- Referring expression data
......

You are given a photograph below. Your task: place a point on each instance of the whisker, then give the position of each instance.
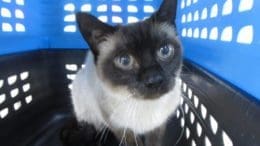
(182, 131)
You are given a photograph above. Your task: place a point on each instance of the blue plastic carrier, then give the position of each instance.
(41, 49)
(221, 36)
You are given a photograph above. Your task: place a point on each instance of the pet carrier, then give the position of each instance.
(41, 50)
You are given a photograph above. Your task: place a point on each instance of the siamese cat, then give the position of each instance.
(130, 83)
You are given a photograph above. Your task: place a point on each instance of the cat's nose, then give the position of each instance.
(154, 81)
(152, 78)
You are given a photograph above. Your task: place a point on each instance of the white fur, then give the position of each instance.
(94, 102)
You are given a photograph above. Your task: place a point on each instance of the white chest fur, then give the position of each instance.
(91, 102)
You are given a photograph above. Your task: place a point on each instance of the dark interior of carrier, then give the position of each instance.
(41, 53)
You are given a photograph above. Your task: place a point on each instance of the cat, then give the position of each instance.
(130, 83)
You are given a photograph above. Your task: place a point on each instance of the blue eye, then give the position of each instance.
(165, 52)
(124, 61)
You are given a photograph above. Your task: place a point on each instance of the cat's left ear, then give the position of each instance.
(166, 12)
(93, 30)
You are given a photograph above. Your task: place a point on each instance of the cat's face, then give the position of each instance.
(143, 59)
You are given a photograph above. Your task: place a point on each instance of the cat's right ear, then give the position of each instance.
(93, 30)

......

- WHAT THE TASK REQUIRES
Keep only the lines from the line with "the cat's right" to the end of the records above, and repeat them exactly.

- WRITTEN RESPONSE
You are given a photograph above. Your task: place a point on each instance of the cat's right ear, then give the position of each instance.
(93, 30)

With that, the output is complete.